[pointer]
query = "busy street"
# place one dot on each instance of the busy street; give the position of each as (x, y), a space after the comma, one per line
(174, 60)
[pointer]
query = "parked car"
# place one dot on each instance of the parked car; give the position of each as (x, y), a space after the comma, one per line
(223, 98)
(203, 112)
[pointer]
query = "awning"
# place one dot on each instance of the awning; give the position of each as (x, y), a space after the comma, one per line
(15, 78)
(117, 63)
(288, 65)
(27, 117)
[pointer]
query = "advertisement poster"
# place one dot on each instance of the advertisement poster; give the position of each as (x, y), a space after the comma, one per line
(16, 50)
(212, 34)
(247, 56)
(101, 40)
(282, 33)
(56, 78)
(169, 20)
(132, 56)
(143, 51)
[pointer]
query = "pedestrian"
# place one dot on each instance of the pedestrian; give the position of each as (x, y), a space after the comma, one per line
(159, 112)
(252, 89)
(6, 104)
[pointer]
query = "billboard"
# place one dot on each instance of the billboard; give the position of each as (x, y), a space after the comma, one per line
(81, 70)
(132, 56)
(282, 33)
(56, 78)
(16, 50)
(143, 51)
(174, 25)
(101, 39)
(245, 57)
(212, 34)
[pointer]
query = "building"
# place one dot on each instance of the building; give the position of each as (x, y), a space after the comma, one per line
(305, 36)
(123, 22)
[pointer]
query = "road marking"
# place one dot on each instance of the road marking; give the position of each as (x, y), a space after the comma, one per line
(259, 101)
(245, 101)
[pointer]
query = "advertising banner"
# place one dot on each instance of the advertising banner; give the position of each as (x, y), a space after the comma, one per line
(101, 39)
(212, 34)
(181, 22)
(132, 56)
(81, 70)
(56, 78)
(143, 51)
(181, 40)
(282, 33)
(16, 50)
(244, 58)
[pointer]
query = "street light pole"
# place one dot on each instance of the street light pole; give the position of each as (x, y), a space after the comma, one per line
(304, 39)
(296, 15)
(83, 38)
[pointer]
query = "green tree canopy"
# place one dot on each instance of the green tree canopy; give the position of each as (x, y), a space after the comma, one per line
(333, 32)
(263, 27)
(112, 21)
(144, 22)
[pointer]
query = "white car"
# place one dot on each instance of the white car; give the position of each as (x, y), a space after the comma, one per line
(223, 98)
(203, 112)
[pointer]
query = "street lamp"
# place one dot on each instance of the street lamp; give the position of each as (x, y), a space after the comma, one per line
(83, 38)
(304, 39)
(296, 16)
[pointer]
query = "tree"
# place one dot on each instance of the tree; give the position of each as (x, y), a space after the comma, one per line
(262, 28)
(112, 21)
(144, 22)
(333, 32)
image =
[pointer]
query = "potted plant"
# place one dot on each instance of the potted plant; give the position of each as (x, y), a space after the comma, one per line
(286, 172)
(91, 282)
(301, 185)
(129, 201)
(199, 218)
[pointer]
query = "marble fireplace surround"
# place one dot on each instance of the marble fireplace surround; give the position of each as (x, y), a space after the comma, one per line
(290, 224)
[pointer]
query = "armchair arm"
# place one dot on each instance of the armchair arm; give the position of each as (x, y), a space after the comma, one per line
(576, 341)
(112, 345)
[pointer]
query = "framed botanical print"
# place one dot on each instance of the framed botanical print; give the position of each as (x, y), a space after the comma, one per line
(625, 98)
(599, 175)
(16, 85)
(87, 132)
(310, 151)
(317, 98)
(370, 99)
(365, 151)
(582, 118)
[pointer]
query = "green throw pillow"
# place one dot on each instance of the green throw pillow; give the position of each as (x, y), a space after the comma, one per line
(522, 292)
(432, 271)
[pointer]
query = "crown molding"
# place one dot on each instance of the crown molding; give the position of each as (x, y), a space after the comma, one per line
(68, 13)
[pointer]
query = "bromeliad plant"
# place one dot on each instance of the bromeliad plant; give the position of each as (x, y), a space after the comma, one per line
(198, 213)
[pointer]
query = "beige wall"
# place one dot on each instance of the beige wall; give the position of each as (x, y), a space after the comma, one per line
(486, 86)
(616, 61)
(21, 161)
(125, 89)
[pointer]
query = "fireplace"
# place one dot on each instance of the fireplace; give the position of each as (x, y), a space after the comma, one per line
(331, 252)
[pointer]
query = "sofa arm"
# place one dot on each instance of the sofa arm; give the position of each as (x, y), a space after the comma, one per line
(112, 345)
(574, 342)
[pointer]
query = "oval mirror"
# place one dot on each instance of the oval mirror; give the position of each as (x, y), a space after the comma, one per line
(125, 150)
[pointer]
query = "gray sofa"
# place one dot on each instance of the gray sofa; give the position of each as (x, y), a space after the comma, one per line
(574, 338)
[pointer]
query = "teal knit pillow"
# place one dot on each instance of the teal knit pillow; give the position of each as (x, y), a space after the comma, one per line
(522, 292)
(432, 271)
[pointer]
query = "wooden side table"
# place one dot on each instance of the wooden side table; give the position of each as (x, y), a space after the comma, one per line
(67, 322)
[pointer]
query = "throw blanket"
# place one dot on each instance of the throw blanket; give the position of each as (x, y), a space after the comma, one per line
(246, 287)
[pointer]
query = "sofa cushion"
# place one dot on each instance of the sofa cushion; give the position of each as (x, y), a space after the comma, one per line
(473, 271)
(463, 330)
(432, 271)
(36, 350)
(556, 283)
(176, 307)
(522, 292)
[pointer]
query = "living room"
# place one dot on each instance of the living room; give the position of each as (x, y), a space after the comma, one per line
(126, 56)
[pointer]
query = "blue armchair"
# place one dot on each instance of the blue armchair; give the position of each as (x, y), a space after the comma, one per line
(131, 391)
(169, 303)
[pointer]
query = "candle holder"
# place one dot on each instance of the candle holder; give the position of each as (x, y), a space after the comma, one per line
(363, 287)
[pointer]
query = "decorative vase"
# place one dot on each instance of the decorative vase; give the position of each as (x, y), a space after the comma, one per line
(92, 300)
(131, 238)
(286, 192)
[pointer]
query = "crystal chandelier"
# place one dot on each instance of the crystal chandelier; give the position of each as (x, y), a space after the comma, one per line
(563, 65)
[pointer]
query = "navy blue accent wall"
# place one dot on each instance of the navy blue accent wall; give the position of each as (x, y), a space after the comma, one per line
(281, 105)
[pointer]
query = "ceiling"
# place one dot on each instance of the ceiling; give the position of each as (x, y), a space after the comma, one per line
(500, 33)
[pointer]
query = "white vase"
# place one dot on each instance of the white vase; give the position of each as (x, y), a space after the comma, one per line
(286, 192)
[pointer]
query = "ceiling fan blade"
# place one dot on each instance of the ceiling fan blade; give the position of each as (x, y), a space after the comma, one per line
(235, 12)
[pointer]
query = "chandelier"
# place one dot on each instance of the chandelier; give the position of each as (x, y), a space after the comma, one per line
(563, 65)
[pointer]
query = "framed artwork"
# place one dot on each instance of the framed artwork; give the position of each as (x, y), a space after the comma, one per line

========

_Exercise directions_
Locate each line in the records above that contains the word "advertising" and copy those lines out in full.

_Written answer_
query = "advertising banner"
# place one dot on each instance of the advertising banner; give the position of each as (x, y), a space after the comma, one per line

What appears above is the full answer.